(Region segmentation data)
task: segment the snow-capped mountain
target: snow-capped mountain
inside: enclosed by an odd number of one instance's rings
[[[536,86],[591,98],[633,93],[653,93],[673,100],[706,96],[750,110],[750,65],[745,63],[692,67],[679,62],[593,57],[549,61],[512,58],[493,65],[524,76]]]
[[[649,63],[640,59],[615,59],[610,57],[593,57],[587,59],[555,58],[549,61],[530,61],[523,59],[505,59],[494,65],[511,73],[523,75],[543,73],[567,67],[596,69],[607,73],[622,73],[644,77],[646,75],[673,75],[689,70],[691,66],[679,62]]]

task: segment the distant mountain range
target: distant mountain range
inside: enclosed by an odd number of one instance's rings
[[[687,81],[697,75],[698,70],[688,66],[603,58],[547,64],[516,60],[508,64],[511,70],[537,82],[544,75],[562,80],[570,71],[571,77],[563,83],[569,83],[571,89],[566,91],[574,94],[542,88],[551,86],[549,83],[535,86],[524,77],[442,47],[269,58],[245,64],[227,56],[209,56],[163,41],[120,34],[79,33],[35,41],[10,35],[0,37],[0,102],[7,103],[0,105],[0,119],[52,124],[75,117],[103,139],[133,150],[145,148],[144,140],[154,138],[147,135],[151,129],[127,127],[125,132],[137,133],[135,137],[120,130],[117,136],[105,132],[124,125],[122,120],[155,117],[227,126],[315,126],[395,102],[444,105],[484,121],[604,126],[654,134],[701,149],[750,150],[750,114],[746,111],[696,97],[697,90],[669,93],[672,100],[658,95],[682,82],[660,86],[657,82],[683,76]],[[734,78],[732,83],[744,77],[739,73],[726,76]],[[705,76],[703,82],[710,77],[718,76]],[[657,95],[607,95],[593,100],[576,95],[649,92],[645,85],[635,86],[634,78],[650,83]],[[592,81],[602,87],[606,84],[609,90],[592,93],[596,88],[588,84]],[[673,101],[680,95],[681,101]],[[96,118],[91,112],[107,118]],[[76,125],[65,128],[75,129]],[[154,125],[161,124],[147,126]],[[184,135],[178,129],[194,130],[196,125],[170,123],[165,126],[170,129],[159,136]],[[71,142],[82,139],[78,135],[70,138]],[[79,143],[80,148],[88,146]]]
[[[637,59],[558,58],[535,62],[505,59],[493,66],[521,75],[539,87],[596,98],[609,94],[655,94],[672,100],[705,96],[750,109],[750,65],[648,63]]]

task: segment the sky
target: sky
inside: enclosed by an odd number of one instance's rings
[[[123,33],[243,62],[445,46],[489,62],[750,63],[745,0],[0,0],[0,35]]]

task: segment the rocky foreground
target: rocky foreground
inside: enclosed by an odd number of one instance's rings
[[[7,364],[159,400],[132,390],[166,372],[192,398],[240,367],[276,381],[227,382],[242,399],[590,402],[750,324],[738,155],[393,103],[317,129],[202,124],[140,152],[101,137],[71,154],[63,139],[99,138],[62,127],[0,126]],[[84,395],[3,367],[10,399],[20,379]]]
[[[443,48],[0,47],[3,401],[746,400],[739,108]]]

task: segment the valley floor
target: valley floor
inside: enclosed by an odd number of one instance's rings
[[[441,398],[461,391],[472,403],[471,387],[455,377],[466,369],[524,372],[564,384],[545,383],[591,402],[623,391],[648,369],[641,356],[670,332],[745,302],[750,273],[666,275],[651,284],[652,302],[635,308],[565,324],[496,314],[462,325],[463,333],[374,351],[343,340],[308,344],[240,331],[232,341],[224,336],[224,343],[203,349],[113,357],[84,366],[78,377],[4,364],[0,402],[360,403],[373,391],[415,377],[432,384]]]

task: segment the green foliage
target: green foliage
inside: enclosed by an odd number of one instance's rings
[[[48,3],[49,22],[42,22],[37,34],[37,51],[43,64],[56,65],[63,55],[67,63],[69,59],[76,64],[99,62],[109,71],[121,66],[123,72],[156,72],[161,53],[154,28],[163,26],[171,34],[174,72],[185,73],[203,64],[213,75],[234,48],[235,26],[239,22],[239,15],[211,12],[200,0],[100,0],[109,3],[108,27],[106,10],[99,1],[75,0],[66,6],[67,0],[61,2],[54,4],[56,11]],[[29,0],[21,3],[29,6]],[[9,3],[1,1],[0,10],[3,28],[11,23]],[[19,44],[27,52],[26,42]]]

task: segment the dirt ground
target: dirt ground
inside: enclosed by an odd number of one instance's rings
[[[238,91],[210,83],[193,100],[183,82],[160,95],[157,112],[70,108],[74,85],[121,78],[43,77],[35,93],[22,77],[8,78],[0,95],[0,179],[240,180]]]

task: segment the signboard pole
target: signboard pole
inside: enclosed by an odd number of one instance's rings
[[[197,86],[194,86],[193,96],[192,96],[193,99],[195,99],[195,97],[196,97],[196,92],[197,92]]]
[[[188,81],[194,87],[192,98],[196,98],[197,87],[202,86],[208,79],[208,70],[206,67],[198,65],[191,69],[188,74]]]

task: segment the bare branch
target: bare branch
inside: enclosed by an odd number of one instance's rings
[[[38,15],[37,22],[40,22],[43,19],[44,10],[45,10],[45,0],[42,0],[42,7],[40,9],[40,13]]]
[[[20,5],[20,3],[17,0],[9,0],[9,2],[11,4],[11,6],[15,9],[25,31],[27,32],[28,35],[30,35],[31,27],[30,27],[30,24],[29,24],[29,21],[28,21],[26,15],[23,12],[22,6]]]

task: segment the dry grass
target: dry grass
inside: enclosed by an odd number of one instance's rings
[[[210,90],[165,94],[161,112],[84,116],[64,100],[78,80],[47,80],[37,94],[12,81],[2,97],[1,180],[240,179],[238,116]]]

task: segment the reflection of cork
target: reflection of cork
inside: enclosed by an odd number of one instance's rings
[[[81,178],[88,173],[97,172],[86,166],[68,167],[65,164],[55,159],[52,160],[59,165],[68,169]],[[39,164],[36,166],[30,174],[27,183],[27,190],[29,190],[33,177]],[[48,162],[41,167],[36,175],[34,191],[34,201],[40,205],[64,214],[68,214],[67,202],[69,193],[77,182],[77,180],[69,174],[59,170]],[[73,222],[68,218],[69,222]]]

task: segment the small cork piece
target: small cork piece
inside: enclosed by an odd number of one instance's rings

WHAT NEEDS TO BE DONE :: Reproduce everything from the line containing "task: segment the dry grass" down to the end of the items, requests included, multiplying every coordinate in the answers by 1.6 and rounding each result to a whole number with halves rounded up.

ANSWER ::
task: segment the dry grass
target: dry grass
inside: enclosed by an odd number of one instance's rings
[[[336,144],[264,150],[258,179],[134,186],[102,160],[125,128],[75,128],[59,150],[19,130],[3,155],[2,288],[384,286],[381,186]]]

task: segment the reflection of cork
target: reflection of cork
inside: enclosed by an odd number of one instance's rings
[[[130,285],[141,277],[155,275],[138,266],[109,267],[104,262],[88,254],[83,256],[94,264],[109,270]],[[62,262],[58,266],[48,278],[43,293],[43,304],[46,304],[53,283]],[[77,259],[66,267],[58,280],[54,306],[54,322],[64,328],[102,342],[109,342],[107,323],[110,309],[123,291],[123,288],[110,278],[94,272]],[[117,355],[109,349],[110,355]]]

task: segment the small cork piece
target: small cork piece
inside: enclosed by an odd number of one instance's rings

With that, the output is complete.